--- Provided text ---

Hey guys, welcome back to OnTrack Podcast with your hosts, brandon and Isabel Diamond.

Speaker 2:

Hey guys.

Speaker 1:

We'd like to start off our podcast by sharing our testimonies, beginning with mine, and Isabel's will be in next week's episode. I look forward to sharing my testimony and all that God has be in next week's episode. I look forward to sharing my testimony and all that God has done in and through my life. We hope you're able to connect with parts of my story and enjoy this week's episode.

Speaker 2:

All right, I'm so excited for today's episode. I've had the deep privilege of hearing your story, brandon, and getting to witness all that God's done in your life, but today we get to just share your story a little bit further with a broader audience, and we are so excited. So, yeah, I think it would just be incredible to start from the beginning, a little bit more about where you're from, where you came from. You know, your background, your family, just all the details of your childhood.

Speaker 1:

Yeah, so I was born and raised in a small town 1400 people in Minnesota. I have three siblings and obviously my parents they all reside in Minnesota, yet Came from a more low-income family and we were just raised to always spend money, which didn't really make sense to me and we can dive into that a little bit deeper later. But as a kid I was just super outdoorsy.

Speaker 1:

Kid, I was just super outdoorsy and I really loved to play army, which was a foreshadowing for what was to come, unknowingly at the time. Yeah, me and my siblings we always just took any opportunity we could to get outside and really just explore the vastness of of nature, and that was a really fun time. We used to play nintendo 64 and there was this one particular game. It was called army, uh, soldier, army something, and there was one particular map where you had to go in a gumball machine to complete a mission and there was a little divot in our yard, um, that we kind of used and acted as if that were the gumball machine and we had to kind of just rescue each other from from the gumball machine and how to avoid enemy, enemy that were trying to uh, kill us. And it was just, it was just something silly and super fun that we used to do 24-7.

--- Collected data ---

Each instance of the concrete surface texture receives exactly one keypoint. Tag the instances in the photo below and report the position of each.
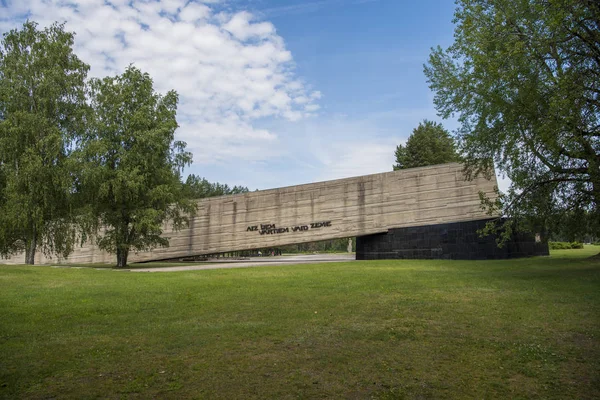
(340, 208)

---

**Description of the task:** Copy the podcast transcript from "We'd like to" to "this week's episode.", switching each "episode" to "installment".

**Response to this task:**
We'd like to start off our podcast by sharing our testimonies, beginning with mine, and Isabel's will be in next week's installment. I look forward to sharing my testimony and all that God has be in next week's installment. I look forward to sharing my testimony and all that God has done in and through my life. We hope you're able to connect with parts of my story and enjoy this week's installment.